SOURCE PASSAGE Start Marker

Through our collaboration, Visa developed the Trusted Agent Protocol and Mastercard developed Agent Pay to help merchants distinguish legitimate, approved agents from malicious bots. Both Trusted Agent Protocol and Agent Pay leverage Web Bot Auth as the agent authentication layer to allow networks like Cloudflare to verify traffic from AI shopping agents that register with a payment network.
The challenges with agentic commerce
Agentic commerce is commerce driven by AI agents. As AI agents execute more transactions, merchants need to protect themselves and maintain trust with their customers. Merchants are beginning to see the promise of agentic commerce but face significant challenges:
How can they distinguish a helpful, approved AI shopping agent from a malicious bot or web crawler?
Is the agent representing a known, repeat customer or someone entirely new?
Are there particular instructions the consumer gave to their agent that the merchant should respect?
We are working with Visa and Mastercard, two of the most trusted consumer brands in payments, to address each of these challenges.
Web Bot Auth is the foundation to securing agentic commerce
In May, we shared a new proposal called Web Bot Auth to cryptographically authenticate agent traffic. Historically, agent traffic has been classified using the user agent and IP address. However, these fields can be spoofed, leading to inaccurate classifications and bot mitigations can be applied inaccurately. Web Bot Auth allows an agent to provide a stable identifier by using HTTP Message Signatures with public key cryptography.
As we spent time collaborating with the teams at Visa and Mastercard, we found that we could leverage Web Bot Auth as the foundation to ensure that each commerce agent request was verifiable, time-based, and non-replayable.

SOURCE PASSAGE End Marker

## [DESCRIPTION OF THE TASK]
Decide whether each statement below agrees with the passage on agentic commerce, answering yes or no and quoting the words of the passage that settle it. 1. Trusted Agent Protocol and Agent Pay both use Web Bot Auth as their agent authentication layer. 2. Web Bot Auth identifies agents by their user agent and IP address. 3. Mastercard developed the Trusted Agent Protocol.

RECORDS Start Marker

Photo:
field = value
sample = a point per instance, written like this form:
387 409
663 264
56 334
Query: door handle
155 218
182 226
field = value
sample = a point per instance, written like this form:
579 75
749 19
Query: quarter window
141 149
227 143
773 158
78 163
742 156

RECORDS End Marker
RECORDS Start Marker

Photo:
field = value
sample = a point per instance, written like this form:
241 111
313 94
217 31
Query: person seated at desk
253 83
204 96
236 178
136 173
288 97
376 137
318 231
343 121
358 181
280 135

RECORDS End Marker

## [COMPLETED EXERCISE]
1. Yes: "Both Trusted Agent Protocol and Agent Pay leverage Web Bot Auth as the agent authentication layer"
2. No: "Web Bot Auth allows an agent to provide a stable identifier by using HTTP Message Signatures with public key cryptography."
3. No: "Visa developed the Trusted Agent Protocol and Mastercard developed Agent Pay"